__Text__
Wir nehmen das Angebot an, aber auch dieser will uns dann noch echte Berberware verkaufen. Wir haben aber kein Geld mehr, schenken ihm noch ein 5€ Schein für die Übernachtung und bezahlen mit 15 Dhm Münzen noch einen Tee, den er uns zubereitet.
Jetzt haben wir genau noch 20 Dhm (2€), sind aber glücklich, dass wir einen ruhigen und schönen Übernachtungsplatz haben.
Und morgen retten wir uns einfach zum nächsten Bancomaten und ich hoffe, Anita wünscht sich keine Pause, weder morgens, mittags noch abends.
Mit den Fotos sind wir heute etwas knapp dran, ich habe in der Aufregung einfach vergessen, Fotos zu schiessen...

__Aufgabenliste__
- a) Wie viel Geld bleibt den Reisenden laut Text am Ende noch?
- b) Schreibe aus dem Text alles von „Wir nehmen das“ bis hinunter zu „mittags noch abends.“ wortgetreu ab.

__Zeilen des Datensatzes__
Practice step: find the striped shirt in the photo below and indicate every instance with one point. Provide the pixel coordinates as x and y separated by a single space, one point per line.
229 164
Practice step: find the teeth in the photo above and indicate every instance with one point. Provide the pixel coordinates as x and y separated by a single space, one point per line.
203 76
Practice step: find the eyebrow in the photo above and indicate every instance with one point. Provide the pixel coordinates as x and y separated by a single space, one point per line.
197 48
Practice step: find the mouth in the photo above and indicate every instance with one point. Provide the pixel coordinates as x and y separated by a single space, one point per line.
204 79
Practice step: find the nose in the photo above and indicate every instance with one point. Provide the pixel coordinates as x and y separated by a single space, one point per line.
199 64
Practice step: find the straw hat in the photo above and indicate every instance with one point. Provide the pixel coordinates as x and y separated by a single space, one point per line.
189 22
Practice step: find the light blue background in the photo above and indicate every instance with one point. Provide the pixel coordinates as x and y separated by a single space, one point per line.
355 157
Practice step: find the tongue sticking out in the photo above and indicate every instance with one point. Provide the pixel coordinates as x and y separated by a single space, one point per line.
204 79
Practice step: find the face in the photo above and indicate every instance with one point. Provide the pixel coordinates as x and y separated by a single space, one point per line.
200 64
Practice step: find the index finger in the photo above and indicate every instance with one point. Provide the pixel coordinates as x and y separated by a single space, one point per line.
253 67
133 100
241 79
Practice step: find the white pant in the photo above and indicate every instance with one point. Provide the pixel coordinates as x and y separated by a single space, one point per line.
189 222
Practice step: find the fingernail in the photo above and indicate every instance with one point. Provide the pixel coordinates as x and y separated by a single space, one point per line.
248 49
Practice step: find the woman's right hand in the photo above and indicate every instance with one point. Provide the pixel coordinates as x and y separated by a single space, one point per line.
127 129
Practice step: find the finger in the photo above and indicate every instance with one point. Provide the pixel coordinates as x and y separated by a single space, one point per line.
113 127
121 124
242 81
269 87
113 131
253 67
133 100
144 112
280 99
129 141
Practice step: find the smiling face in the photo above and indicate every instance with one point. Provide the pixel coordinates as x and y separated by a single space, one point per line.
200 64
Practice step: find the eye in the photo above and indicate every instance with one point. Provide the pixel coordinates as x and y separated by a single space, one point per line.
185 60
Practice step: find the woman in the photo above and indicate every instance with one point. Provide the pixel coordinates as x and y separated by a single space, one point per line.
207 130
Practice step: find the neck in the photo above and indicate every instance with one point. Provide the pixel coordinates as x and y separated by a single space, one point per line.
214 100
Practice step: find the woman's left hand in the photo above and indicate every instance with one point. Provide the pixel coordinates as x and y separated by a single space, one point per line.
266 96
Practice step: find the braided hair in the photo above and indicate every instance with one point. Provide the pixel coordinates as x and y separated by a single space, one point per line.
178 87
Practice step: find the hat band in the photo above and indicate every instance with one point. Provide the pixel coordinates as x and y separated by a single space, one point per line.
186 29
==
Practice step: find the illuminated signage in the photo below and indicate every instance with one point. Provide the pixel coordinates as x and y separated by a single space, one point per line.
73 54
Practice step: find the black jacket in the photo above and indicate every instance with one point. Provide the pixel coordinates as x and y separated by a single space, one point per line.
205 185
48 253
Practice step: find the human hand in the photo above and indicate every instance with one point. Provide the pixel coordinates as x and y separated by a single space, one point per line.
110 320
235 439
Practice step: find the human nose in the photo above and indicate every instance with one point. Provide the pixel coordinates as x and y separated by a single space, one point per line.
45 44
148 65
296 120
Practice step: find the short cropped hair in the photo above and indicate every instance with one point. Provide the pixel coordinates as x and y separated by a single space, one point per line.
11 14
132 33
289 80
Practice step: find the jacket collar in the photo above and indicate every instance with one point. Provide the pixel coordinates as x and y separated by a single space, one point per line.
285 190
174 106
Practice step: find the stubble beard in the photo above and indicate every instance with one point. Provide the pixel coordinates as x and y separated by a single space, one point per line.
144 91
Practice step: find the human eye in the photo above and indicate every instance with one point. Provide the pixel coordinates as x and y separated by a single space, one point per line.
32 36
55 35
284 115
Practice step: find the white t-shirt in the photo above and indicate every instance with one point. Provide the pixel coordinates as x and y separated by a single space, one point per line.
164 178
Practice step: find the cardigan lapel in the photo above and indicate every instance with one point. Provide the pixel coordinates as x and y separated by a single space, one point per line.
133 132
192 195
---
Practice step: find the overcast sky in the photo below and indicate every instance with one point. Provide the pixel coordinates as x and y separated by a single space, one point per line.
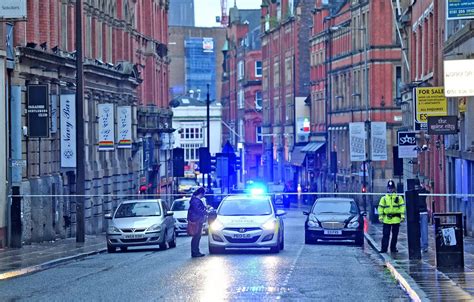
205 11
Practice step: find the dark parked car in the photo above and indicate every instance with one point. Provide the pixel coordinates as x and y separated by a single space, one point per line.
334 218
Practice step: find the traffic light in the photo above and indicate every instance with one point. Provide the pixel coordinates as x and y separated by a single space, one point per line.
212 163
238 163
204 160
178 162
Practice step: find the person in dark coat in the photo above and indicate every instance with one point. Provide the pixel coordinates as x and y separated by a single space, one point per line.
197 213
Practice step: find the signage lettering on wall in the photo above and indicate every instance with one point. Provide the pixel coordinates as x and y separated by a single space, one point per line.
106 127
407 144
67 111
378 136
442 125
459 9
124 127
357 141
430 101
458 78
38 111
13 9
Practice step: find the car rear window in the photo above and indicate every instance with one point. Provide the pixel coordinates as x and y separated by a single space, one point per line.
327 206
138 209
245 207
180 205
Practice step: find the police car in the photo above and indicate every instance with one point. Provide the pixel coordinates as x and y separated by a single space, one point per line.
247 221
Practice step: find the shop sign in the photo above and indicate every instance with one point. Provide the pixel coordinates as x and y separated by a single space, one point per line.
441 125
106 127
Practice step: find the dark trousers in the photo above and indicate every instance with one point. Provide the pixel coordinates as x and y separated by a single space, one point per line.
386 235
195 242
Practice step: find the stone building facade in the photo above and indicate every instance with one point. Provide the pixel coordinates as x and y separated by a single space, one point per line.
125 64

__Antworten je Aufgabe__
- a) Genau noch 20 Dhm (2€).

- b)
Wir nehmen das Angebot an, aber auch dieser will uns dann noch echte Berberware verkaufen. Wir haben aber kein Geld mehr, schenken ihm noch ein 5€ Schein für die Übernachtung und bezahlen mit 15 Dhm Münzen noch einen Tee, den er uns zubereitet.
Jetzt haben wir genau noch 20 Dhm (2€), sind aber glücklich, dass wir einen ruhigen und schönen Übernachtungsplatz haben.
Und morgen retten wir uns einfach zum nächsten Bancomaten und ich hoffe, Anita wünscht sich keine Pause, weder morgens, mittags noch abends.